● **What this exercise asks**:
[a] Set down, word for word, the part of the passage on Ukrainian refugees in Poland that opens with the words containing "In the first days" and closes with "or territorial defense.".
[b] According to the passage on Ukrainian refugees in Poland, how long did the wait to cross the border reach in the first days after the war broke out?
[c] Name every group of people that the passage on Ukrainian refugees in Poland says a possible third wave would include.

● **Source document**:

--- begin ---

In the first days after the war broke out, the situation at the border was very difficult. The waiting time for crossing reached up to 70 hours. However, this was related to problems with the information system and the limited number of border guards on the Ukrainian side. Currently, crossing the border is quick and seamless. Every day the Polish Border Police register 80 to 100 thousand individuals, a vast majority of them crossing into Poland. This is a many-fold increase compared to pre-war migration flows, which fluctuated around 12-15 thousand people per day. At the same time, over 80.000 people, mainly men, have crossed the Polish border to Ukraine in the last 20 days with the goal of joining the army or territorial defense.
For a long time, the Polish government held the position that there would be no need to build refugee centers. However, the government recently reversed this decision and decided to open a dozen centers, located in market and sports halls. Currently, over 100,000 people are staying in these types of temporary accommodation facilities. However, these centers are not sufficiently adapted for stays longer than a few days. It is necessary to prepare housing infrastructure (temporary accommodation centers equipped with habitable containers) in which refugees can stay for two or three months until they find another place to live.
So far, Poland has essentially dealt with two of three possible migratory waves. In the first, people with family members or friends living in Poland or in other EU Member States arrived. Before the war, there were already approximately 800 thousand Ukrainians working or studying in Poland. In the second wave, after the bombing of civilian facilities in large cities, people without family or friends living in Poland started arriving. They require full assistance. A third wave is possible, and this one may be much larger than the previous two. It may occur if the situation at the front worsens and the repressions by Russian troops become harsher. Such reports are already coming from eastern Ukraine. If the situation worsens, Poland could even face a couple of additional million people that would leave Ukraine. Under these circumstances, we should assume that the third wave would include young men in addition to women, children, and the elderly. This scenario is currently very unlikely, but cannot be completely ruled out.

--- end ---

● **Provided data**:

--- begin ---

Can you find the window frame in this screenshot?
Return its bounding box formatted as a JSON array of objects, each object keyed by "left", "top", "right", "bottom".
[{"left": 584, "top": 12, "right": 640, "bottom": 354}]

--- end ---

● **Set of answers**:
[a]
In the first days after the war broke out, the situation at the border was very difficult. The waiting time for crossing reached up to 70 hours. However, this was related to problems with the information system and the limited number of border guards on the Ukrainian side. Currently, crossing the border is quick and seamless. Every day the Polish Border Police register 80 to 100 thousand individuals, a vast majority of them crossing into Poland. This is a many-fold increase compared to pre-war migration flows, which fluctuated around 12-15 thousand people per day. At the same time, over 80.000 people, mainly men, have crossed the Polish border to Ukraine in the last 20 days with the goal of joining the army or territorial defense.

[b] Up to 70 hours.

[c] Young men, women, children, and the elderly.